**Task requirements**.
Pick out each line in the rows below that contains the word "positive" and copy those lines.

**Records supplied**.
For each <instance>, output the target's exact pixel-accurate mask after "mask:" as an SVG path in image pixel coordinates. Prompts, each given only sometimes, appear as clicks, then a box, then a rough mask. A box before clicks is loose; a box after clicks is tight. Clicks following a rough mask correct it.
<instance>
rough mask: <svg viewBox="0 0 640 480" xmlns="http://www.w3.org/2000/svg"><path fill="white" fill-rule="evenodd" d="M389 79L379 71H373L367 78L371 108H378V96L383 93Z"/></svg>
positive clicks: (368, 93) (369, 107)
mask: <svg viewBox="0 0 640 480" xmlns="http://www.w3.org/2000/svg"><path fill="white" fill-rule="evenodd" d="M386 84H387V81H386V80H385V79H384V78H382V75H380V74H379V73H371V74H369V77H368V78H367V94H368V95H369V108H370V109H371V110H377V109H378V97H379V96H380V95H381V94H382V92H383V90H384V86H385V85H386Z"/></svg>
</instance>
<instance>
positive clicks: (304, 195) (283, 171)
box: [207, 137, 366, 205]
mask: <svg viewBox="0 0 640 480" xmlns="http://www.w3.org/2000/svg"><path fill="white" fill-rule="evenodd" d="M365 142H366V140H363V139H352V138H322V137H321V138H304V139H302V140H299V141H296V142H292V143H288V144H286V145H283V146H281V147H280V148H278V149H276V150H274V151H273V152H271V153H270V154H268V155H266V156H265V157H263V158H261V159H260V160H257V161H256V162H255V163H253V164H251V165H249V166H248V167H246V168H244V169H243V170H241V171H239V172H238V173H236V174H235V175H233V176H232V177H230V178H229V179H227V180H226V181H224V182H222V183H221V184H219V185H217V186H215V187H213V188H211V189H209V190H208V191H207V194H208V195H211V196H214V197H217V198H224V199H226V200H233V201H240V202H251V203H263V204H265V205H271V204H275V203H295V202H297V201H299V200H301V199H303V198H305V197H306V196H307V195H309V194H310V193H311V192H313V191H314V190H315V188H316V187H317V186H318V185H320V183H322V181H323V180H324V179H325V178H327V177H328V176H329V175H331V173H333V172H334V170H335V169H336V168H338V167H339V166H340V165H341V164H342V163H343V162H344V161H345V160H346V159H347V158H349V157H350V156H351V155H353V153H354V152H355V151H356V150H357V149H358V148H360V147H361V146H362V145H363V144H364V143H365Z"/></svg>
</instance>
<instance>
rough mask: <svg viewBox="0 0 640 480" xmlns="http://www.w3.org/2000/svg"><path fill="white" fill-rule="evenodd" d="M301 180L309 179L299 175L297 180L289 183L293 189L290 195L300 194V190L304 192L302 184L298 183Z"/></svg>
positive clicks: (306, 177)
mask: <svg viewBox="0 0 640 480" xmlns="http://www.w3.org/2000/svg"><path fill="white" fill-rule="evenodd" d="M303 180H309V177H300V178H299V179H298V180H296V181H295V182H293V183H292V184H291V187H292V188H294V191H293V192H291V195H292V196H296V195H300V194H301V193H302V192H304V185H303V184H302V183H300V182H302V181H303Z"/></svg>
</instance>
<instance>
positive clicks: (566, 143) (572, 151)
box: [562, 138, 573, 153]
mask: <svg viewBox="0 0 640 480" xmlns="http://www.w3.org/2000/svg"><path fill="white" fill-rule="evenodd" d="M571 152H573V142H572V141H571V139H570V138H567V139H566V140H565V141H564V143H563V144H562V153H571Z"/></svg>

**Reply to the exercise**.
positive clicks: (368, 93) (369, 107)
positive clicks: (304, 195) (283, 171)
positive clicks: (306, 177)
positive clicks: (566, 143) (572, 151)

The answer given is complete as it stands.